→ **What the task asks**
Recast the lines from the one containing "Target: concrete pavement" through the last line of the items, inclusive, as a numbered list, leaving out any blank lines.

— start —

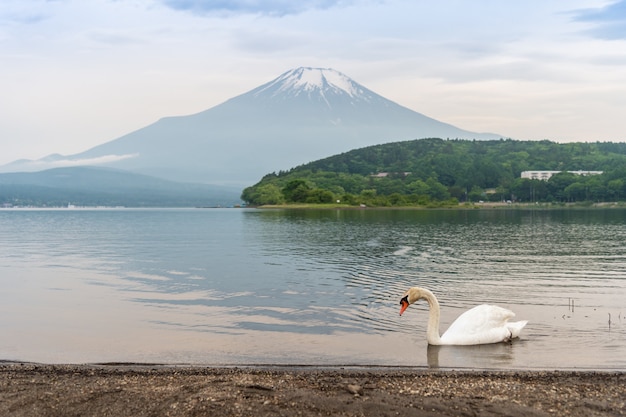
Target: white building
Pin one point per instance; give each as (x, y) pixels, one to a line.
(545, 175)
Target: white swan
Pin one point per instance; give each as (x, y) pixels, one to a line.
(481, 325)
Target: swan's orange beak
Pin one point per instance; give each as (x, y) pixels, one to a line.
(405, 304)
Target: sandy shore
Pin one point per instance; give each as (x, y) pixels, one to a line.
(147, 390)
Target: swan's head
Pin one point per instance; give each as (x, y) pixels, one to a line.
(409, 297)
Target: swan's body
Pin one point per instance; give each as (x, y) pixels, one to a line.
(480, 325)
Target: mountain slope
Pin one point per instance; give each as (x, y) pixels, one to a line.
(303, 115)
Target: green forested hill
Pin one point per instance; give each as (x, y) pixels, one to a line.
(432, 171)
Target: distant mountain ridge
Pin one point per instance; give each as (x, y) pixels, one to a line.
(96, 186)
(303, 115)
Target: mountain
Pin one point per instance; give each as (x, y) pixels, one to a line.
(91, 186)
(303, 115)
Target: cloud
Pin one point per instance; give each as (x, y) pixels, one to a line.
(53, 162)
(266, 7)
(609, 21)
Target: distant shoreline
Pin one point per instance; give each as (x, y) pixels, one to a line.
(460, 206)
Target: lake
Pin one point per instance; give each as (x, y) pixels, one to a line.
(309, 287)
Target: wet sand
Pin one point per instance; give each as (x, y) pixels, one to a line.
(154, 390)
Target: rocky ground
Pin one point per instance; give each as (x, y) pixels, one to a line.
(145, 390)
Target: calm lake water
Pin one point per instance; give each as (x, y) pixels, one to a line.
(245, 286)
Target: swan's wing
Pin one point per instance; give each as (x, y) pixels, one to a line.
(482, 324)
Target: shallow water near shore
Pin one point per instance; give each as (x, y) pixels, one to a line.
(310, 287)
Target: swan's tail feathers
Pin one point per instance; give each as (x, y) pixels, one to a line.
(516, 327)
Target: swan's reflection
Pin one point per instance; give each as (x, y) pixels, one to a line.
(496, 355)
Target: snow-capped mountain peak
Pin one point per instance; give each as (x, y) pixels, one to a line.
(311, 81)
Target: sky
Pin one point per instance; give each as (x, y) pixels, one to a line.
(78, 73)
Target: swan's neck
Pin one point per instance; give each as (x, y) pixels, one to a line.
(432, 331)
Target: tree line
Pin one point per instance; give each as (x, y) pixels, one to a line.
(434, 172)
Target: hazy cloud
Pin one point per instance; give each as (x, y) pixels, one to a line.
(609, 21)
(268, 7)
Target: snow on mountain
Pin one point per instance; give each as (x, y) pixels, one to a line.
(303, 115)
(314, 80)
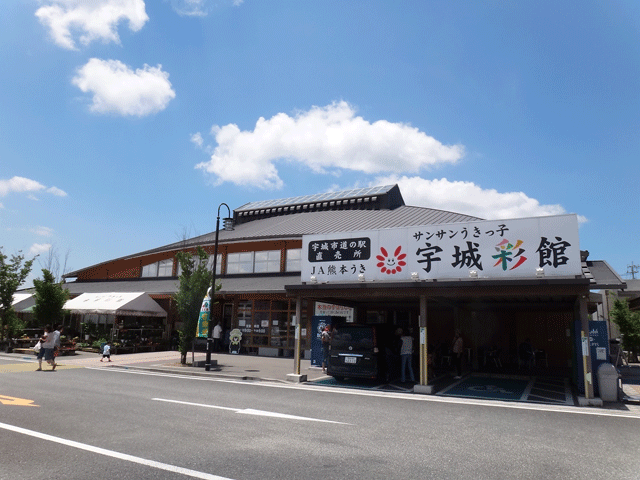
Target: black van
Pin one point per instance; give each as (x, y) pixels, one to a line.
(357, 351)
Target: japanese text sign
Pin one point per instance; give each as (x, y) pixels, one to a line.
(496, 249)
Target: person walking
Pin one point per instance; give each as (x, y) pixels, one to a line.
(106, 352)
(406, 356)
(458, 348)
(41, 350)
(56, 345)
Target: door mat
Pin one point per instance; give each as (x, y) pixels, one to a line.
(363, 385)
(489, 388)
(535, 389)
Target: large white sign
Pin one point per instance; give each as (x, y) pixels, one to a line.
(489, 249)
(334, 310)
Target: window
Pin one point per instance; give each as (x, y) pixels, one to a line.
(267, 261)
(218, 264)
(150, 270)
(163, 268)
(209, 265)
(240, 262)
(293, 260)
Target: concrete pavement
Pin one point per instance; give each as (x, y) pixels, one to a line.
(254, 368)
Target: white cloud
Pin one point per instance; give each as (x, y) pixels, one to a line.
(91, 19)
(42, 231)
(19, 184)
(116, 88)
(330, 137)
(56, 191)
(26, 185)
(38, 248)
(469, 198)
(190, 8)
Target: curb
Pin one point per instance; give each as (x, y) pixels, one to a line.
(181, 371)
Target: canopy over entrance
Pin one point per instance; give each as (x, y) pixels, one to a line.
(137, 304)
(23, 301)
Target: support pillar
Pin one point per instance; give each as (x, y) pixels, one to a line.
(423, 386)
(582, 312)
(296, 377)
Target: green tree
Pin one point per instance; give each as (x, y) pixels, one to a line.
(13, 272)
(629, 324)
(195, 279)
(50, 298)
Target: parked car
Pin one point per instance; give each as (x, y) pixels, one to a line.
(357, 351)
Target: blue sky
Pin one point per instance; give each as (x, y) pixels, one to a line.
(124, 123)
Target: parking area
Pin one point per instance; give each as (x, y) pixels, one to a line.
(543, 390)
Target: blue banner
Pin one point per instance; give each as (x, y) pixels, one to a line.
(205, 313)
(318, 324)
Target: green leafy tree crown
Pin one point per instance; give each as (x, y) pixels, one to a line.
(195, 279)
(13, 272)
(50, 300)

— end —

→ **Exercise solution**
1. Target: concrete pavement
2. Pin one point per instance; give each as (x, y) pixels, one to a line.
3. (254, 368)
4. Target: white cloud
5. Pin one point per instance; give each as (x, y) pixels, one to a line.
6. (91, 19)
7. (42, 231)
8. (19, 184)
9. (116, 88)
10. (330, 137)
11. (56, 191)
12. (26, 185)
13. (38, 248)
14. (469, 198)
15. (190, 8)
16. Target: curb
17. Pin one point per instance; give each as (x, y) pixels, one to a line.
18. (181, 371)
19. Target: canopy over entrance
20. Pin one point per instance; give each as (x, y) pixels, one to a line.
21. (137, 304)
22. (23, 301)
23. Target: support pillar
24. Pin one point per instance; give each as (x, y) pixels, one to a line.
25. (423, 386)
26. (582, 312)
27. (296, 377)
28. Target: green tree
29. Pin one point per instance; give each as (x, y) pixels, one to a line.
30. (13, 272)
31. (629, 324)
32. (195, 279)
33. (50, 298)
34. Target: parked car
35. Pin one point per instance; give each as (x, y) pixels, one to a line.
36. (357, 351)
37. Target: blue sky
38. Pin one point per instance; give each as (x, y) pixels, one to a line.
39. (124, 123)
40. Target: parking area
41. Pin one point per instance; give each as (x, y) pixels, one to a line.
42. (543, 390)
43. Target: blue banner
44. Pin one point per instance; give each as (x, y) pixels, one to a line.
45. (205, 313)
46. (318, 324)
47. Target: green leafy tree crown
48. Pin one point per instance; give each as (x, y) pixels, one to a line.
49. (195, 279)
50. (13, 272)
51. (50, 300)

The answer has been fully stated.